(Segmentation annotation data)

** START **

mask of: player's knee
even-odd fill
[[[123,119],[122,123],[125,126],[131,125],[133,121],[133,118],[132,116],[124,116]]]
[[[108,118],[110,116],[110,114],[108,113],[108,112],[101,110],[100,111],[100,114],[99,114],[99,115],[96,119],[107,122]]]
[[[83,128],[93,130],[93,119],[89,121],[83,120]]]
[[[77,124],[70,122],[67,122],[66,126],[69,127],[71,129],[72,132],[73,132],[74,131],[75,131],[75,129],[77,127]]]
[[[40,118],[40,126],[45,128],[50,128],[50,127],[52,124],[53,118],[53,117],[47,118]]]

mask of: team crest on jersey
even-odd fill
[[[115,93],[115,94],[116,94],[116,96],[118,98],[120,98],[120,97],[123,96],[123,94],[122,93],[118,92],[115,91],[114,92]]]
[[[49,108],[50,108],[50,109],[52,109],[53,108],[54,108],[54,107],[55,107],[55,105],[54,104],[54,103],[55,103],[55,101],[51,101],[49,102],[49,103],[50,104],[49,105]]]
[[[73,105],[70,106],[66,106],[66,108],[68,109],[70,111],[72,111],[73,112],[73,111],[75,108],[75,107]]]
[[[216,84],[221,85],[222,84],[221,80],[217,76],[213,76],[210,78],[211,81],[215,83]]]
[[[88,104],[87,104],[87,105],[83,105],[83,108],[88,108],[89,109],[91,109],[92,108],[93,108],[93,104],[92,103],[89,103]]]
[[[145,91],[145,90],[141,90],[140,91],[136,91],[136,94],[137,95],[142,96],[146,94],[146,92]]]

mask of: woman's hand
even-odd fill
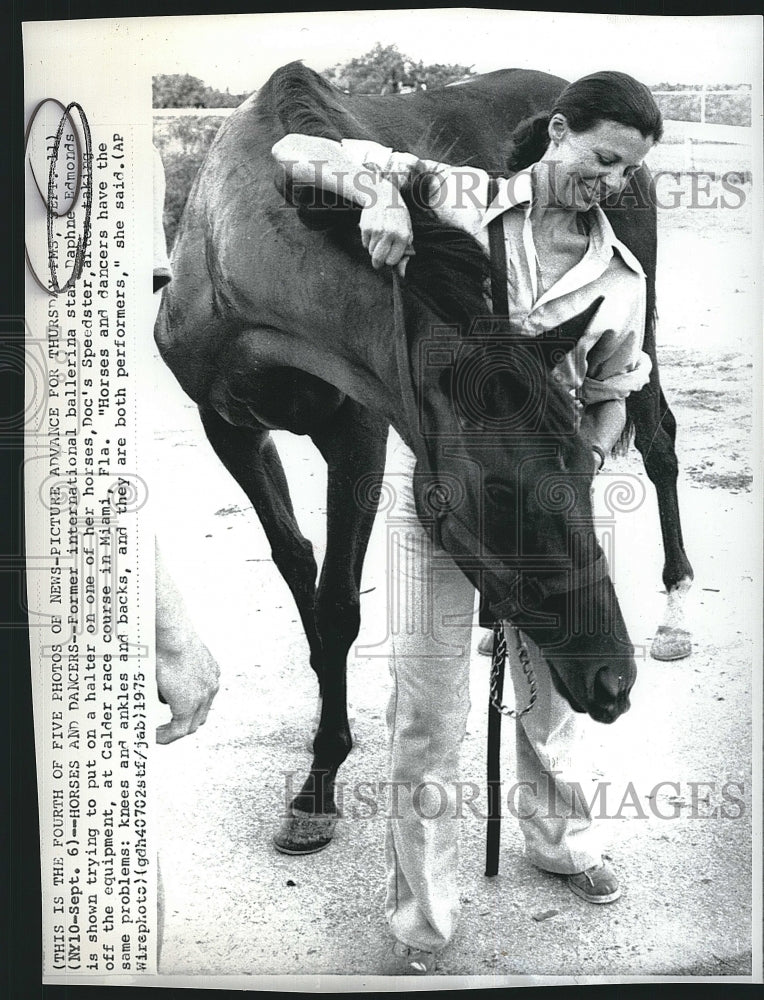
[[[388,181],[376,184],[373,194],[361,212],[361,241],[369,251],[373,268],[399,265],[402,276],[407,258],[414,252],[409,210]]]

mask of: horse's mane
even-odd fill
[[[267,99],[283,134],[302,132],[335,141],[351,135],[375,140],[371,130],[344,106],[344,95],[302,63],[290,63],[277,70],[266,88],[261,96]],[[456,326],[460,335],[467,336],[477,320],[490,316],[485,298],[490,262],[469,233],[443,222],[427,207],[428,181],[429,175],[423,172],[402,192],[411,215],[416,249],[406,268],[404,288],[424,302],[444,325]],[[282,194],[296,206],[304,225],[323,230],[352,260],[369,267],[368,251],[358,228],[357,205],[312,187],[293,186],[283,172],[276,183],[284,185]],[[383,275],[387,270],[383,269]],[[391,279],[384,276],[382,280]],[[527,396],[529,386],[520,376],[506,373],[504,377],[510,384],[514,381],[520,398]],[[562,442],[569,441],[574,424],[572,400],[551,378],[545,389],[545,430]]]

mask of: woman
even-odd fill
[[[320,184],[362,207],[363,244],[375,268],[392,266],[404,273],[416,252],[399,189],[423,169],[432,172],[428,198],[433,210],[470,232],[486,250],[488,225],[502,217],[513,333],[538,336],[602,296],[578,347],[554,370],[581,404],[579,433],[599,471],[623,429],[626,397],[647,382],[650,371],[641,350],[645,276],[616,239],[599,202],[623,189],[662,130],[660,112],[641,83],[615,72],[585,77],[567,87],[548,114],[518,126],[507,176],[490,203],[484,171],[421,161],[372,142],[288,135],[273,152],[289,164],[294,181]],[[409,474],[396,512],[400,516],[402,506],[410,515],[409,528],[396,532],[394,564],[407,607],[418,609],[394,638],[390,777],[399,789],[411,783],[408,787],[419,788],[419,795],[401,795],[387,827],[386,915],[396,938],[389,971],[427,973],[434,970],[435,955],[450,940],[459,914],[454,818],[469,710],[475,593],[448,556],[433,551],[416,520],[413,455],[393,442],[390,459]],[[520,703],[527,688],[520,669],[523,640],[515,636],[508,637],[508,647]],[[516,808],[526,853],[538,867],[564,876],[583,899],[613,902],[621,890],[602,861],[573,767],[580,717],[556,691],[538,648],[527,637],[524,642],[538,682],[536,705],[516,729]],[[434,788],[436,801],[428,802],[427,789]],[[448,808],[442,810],[444,794]]]

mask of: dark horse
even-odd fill
[[[500,170],[512,127],[549,107],[563,86],[555,77],[507,70],[440,91],[348,97],[292,63],[227,120],[189,195],[156,340],[257,511],[299,609],[321,694],[311,771],[277,838],[282,849],[324,846],[322,817],[331,824],[336,815],[334,782],[351,747],[346,658],[359,629],[361,569],[389,424],[417,457],[420,517],[494,613],[533,635],[572,707],[603,722],[628,708],[636,666],[594,537],[593,462],[572,432],[569,397],[547,371],[589,317],[515,345],[514,367],[493,364],[483,386],[480,426],[465,421],[455,398],[458,364],[491,366],[490,345],[470,334],[472,318],[485,312],[482,250],[412,202],[417,253],[396,299],[389,269],[369,265],[358,212],[326,208],[315,191],[296,196],[279,183],[271,155],[286,133],[310,132]],[[641,172],[636,184],[644,202],[649,175]],[[649,276],[652,316],[655,211],[616,212],[613,221]],[[459,355],[459,345],[467,351],[457,368],[426,350],[432,330],[444,326],[457,331],[452,353]],[[655,361],[652,322],[646,345]],[[637,446],[658,487],[671,590],[691,570],[676,509],[674,424],[655,364],[650,385],[629,403]],[[481,433],[496,427],[511,433]],[[295,521],[271,429],[308,434],[327,463],[327,543],[317,588],[312,547]],[[582,621],[597,625],[587,632]]]

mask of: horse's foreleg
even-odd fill
[[[679,660],[692,652],[691,636],[685,628],[684,603],[693,572],[684,551],[679,517],[676,421],[660,386],[652,382],[641,392],[630,396],[628,406],[634,419],[634,443],[655,487],[663,536],[663,584],[668,600],[651,653],[657,660]]]
[[[316,599],[323,658],[320,718],[310,774],[275,838],[279,850],[296,854],[325,847],[339,815],[335,781],[352,747],[347,655],[360,627],[361,572],[378,499],[371,480],[381,482],[384,473],[387,425],[347,399],[312,438],[328,468],[326,555]]]
[[[321,640],[316,629],[318,569],[313,546],[297,524],[286,476],[270,433],[233,427],[214,410],[200,409],[202,424],[221,462],[255,508],[276,568],[292,592],[310,648],[310,665],[321,684]]]

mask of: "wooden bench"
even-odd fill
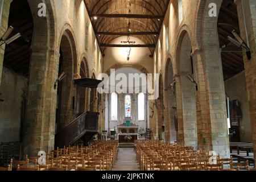
[[[237,147],[242,144],[249,143],[249,142],[230,142],[230,153],[232,153],[233,150],[237,150]]]
[[[249,161],[249,164],[253,164],[254,165],[254,158],[253,156],[245,156],[243,155],[239,155],[239,154],[232,154],[232,155],[233,158],[237,158],[238,163],[241,161],[246,162],[247,160]],[[254,165],[255,167],[255,165]]]
[[[240,151],[246,151],[247,156],[249,156],[249,153],[253,151],[253,143],[247,143],[240,144],[237,146],[237,154],[240,154]]]

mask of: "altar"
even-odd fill
[[[117,130],[119,143],[134,143],[139,138],[139,126],[125,123],[117,126]]]

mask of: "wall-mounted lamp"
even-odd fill
[[[0,96],[1,96],[1,94],[2,94],[0,93]],[[2,99],[1,99],[1,98],[0,98],[0,102],[3,102],[3,101],[5,101],[3,100]]]
[[[190,75],[190,74],[187,75],[186,78],[188,78],[188,80],[189,80],[190,81],[191,81],[192,83],[193,83],[195,84],[195,85],[196,86],[196,91],[197,91],[198,90],[197,83],[195,80],[194,78],[191,76],[191,75]]]
[[[232,38],[230,36],[228,36],[228,39],[229,39],[231,42],[234,44],[238,47],[245,48],[246,51],[246,56],[248,60],[250,60],[251,59],[251,53],[249,46],[245,43],[245,41],[241,38],[241,37],[237,34],[236,30],[232,31],[232,34],[234,36],[236,39]]]
[[[65,78],[67,76],[67,74],[64,72],[63,72],[59,76],[58,78],[55,81],[55,82],[54,83],[54,89],[56,89],[57,87],[57,84],[61,81],[62,80]]]
[[[14,42],[14,40],[18,39],[20,37],[22,36],[22,35],[20,33],[18,33],[15,34],[14,36],[12,36],[10,39],[7,39],[9,37],[10,35],[13,32],[13,31],[14,30],[14,28],[12,26],[10,26],[8,29],[6,30],[6,31],[3,34],[3,36],[0,39],[0,41],[2,42],[2,43],[0,44],[0,46],[4,44],[10,44],[11,43]]]

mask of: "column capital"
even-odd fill
[[[234,3],[237,5],[238,4],[239,4],[241,2],[241,0],[234,0]]]
[[[203,50],[201,49],[196,49],[193,51],[193,52],[191,53],[191,56],[193,57],[195,55],[197,54],[200,54],[203,52]]]

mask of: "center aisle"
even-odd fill
[[[120,148],[113,171],[139,171],[136,153],[133,148]]]

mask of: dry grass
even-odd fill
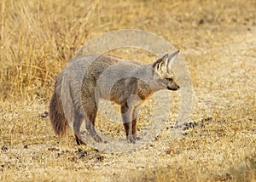
[[[256,180],[255,1],[0,3],[1,181]],[[170,118],[156,140],[121,154],[79,147],[71,132],[56,138],[38,117],[56,74],[86,41],[121,28],[154,32],[182,50],[199,125],[173,140]]]

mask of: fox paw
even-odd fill
[[[129,143],[131,143],[131,144],[136,143],[136,139],[134,139],[134,137],[132,135],[127,136],[127,140],[128,140]]]
[[[93,137],[94,140],[96,142],[98,142],[98,143],[102,143],[103,142],[103,140],[102,139],[102,138],[98,135],[98,134],[96,134],[94,137]]]

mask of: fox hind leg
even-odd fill
[[[136,133],[137,118],[139,115],[140,109],[141,109],[140,106],[137,106],[134,108],[132,112],[132,136],[135,140],[139,140],[142,139],[138,137]]]
[[[76,137],[76,142],[77,144],[79,145],[84,145],[85,143],[83,141],[81,135],[80,135],[80,128],[81,128],[81,124],[83,122],[84,117],[76,113],[75,115],[75,119],[74,119],[74,122],[73,122],[73,131],[74,131],[74,134]]]
[[[129,142],[135,143],[135,139],[132,135],[132,122],[131,119],[131,112],[127,104],[121,105],[121,114],[126,134],[126,139]]]
[[[95,129],[95,122],[96,117],[97,114],[97,106],[96,103],[90,104],[90,110],[86,111],[86,117],[85,117],[85,126],[86,129],[90,136],[93,137],[93,139],[96,142],[102,142],[102,138],[97,134],[96,129]]]

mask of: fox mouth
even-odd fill
[[[177,90],[178,88],[179,88],[179,86],[177,86],[177,88],[167,87],[168,90],[172,90],[172,91]]]

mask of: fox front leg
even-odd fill
[[[126,139],[129,142],[135,143],[135,139],[132,136],[131,111],[131,108],[129,108],[127,103],[121,105],[121,113],[125,129]]]

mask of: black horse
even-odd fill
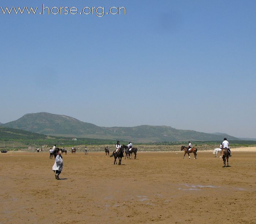
[[[119,160],[119,162],[118,163],[118,165],[121,165],[121,161],[122,161],[122,157],[124,157],[124,148],[123,147],[124,146],[122,145],[120,148],[120,150],[119,152],[116,153],[116,150],[113,152],[113,153],[112,155],[110,156],[110,157],[114,157],[115,158],[115,160],[114,161],[114,165],[117,164],[117,163],[116,162],[116,158],[118,157],[118,159]]]
[[[109,155],[109,146],[107,146],[105,148],[105,152],[106,153],[106,155],[107,155],[107,153],[108,155]]]
[[[130,156],[132,155],[133,153],[134,153],[134,159],[136,158],[136,155],[137,155],[137,152],[138,151],[138,149],[137,148],[132,148],[131,150],[129,150],[128,147],[124,145],[123,145],[124,146],[125,149],[125,160],[127,157],[128,158],[128,156],[129,156],[129,158],[130,159],[131,158],[130,157]]]
[[[65,153],[65,154],[67,155],[67,150],[65,150],[65,149],[61,149],[60,151],[61,151],[61,154],[63,154],[63,153]]]

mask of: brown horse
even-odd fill
[[[188,153],[188,157],[189,157],[189,158],[190,158],[190,156],[189,156],[189,153],[194,153],[194,156],[195,156],[195,160],[196,158],[196,152],[197,151],[197,149],[196,148],[191,148],[189,149],[189,152],[188,150],[188,147],[186,147],[186,146],[182,146],[181,148],[180,148],[180,150],[181,151],[182,151],[182,150],[184,150],[184,151],[185,152],[185,154],[184,154],[184,156],[183,156],[183,158],[184,158],[184,157],[185,157],[185,155],[186,155],[186,153]]]
[[[130,156],[132,155],[132,153],[134,153],[134,159],[136,160],[138,149],[137,148],[132,148],[131,149],[131,150],[129,150],[128,147],[125,145],[123,145],[123,146],[125,149],[125,158],[124,158],[124,159],[126,159],[126,157],[128,158],[128,156],[129,156],[129,159],[131,158]]]
[[[65,149],[61,149],[60,151],[61,152],[61,154],[63,154],[63,153],[65,153],[65,155],[67,155],[67,150],[65,150]]]
[[[113,156],[115,158],[115,160],[114,161],[114,165],[117,164],[116,162],[116,158],[118,157],[118,159],[119,160],[119,162],[118,163],[118,165],[121,165],[121,161],[122,161],[122,157],[124,157],[124,148],[123,146],[122,146],[120,148],[120,150],[118,153],[116,152],[116,150],[115,150],[113,152],[113,153],[112,155],[110,156],[110,157],[112,157]]]
[[[223,159],[223,167],[227,167],[229,166],[229,152],[226,148],[222,149],[221,150],[221,158]],[[227,162],[227,165],[226,165],[226,160]]]

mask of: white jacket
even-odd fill
[[[52,170],[62,171],[62,170],[63,168],[63,162],[61,164],[59,165],[57,165],[57,164],[56,163],[56,159],[58,158],[58,156],[60,156],[58,155],[56,157],[55,162],[54,163],[54,164],[53,164],[53,166],[52,167]]]

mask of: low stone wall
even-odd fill
[[[108,146],[110,152],[113,152],[116,149],[115,145],[87,145],[87,152],[105,152],[105,148]],[[180,151],[181,145],[133,145],[134,147],[138,148],[138,152],[172,152]],[[83,152],[84,151],[85,145],[74,145],[77,152]],[[58,146],[57,146],[57,147]],[[218,148],[219,145],[203,145],[195,146],[194,147],[197,148],[199,151],[213,150],[214,149]],[[230,147],[230,149],[241,147],[239,146]],[[50,147],[46,147],[43,148],[44,152],[49,152]],[[65,147],[65,149],[68,152],[71,152],[71,147]],[[21,150],[23,151],[29,152],[36,152],[35,150],[29,150],[27,148]],[[39,153],[41,153],[40,152]]]

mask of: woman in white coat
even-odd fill
[[[62,171],[63,167],[63,161],[62,159],[62,156],[60,153],[60,149],[57,149],[57,156],[55,158],[55,162],[52,167],[52,170],[54,172],[56,172],[55,178],[56,180],[60,180],[59,175]]]

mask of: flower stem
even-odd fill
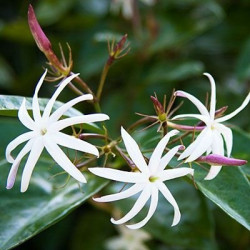
[[[110,68],[110,64],[108,62],[106,62],[105,65],[104,65],[104,68],[102,70],[100,83],[99,83],[99,86],[98,86],[98,89],[97,89],[96,99],[97,99],[98,102],[101,99],[102,90],[103,90],[103,87],[104,87],[104,83],[105,83],[109,68]]]

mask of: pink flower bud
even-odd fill
[[[210,154],[207,156],[201,156],[197,159],[199,162],[208,163],[210,165],[223,165],[223,166],[242,166],[247,163],[246,160],[229,158],[222,155]]]
[[[51,43],[44,34],[41,26],[39,25],[36,19],[34,9],[31,4],[29,5],[29,10],[28,10],[28,23],[38,48],[44,53],[51,50]]]

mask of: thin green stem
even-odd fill
[[[98,89],[97,89],[97,94],[96,94],[97,102],[100,102],[103,87],[104,87],[104,84],[105,84],[105,80],[106,80],[109,68],[110,68],[110,64],[108,62],[106,62],[105,65],[104,65],[104,68],[102,70],[100,83],[99,83],[99,86],[98,86]]]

** END **

> **Exercise task**
Can you reproduce the data verbatim, starting at its first line and ending at the line that contains "[[[83,128],[93,130],[93,119],[89,121],[83,120]]]", with both of those lines included?

> **Result for this task**
mask of: player's knee
even-odd fill
[[[123,119],[122,123],[125,126],[131,125],[133,121],[133,118],[132,116],[124,116]]]
[[[108,118],[110,116],[110,114],[108,113],[108,112],[101,110],[100,111],[100,114],[99,114],[99,115],[96,119],[107,122]]]
[[[83,128],[93,130],[93,119],[89,121],[83,120]]]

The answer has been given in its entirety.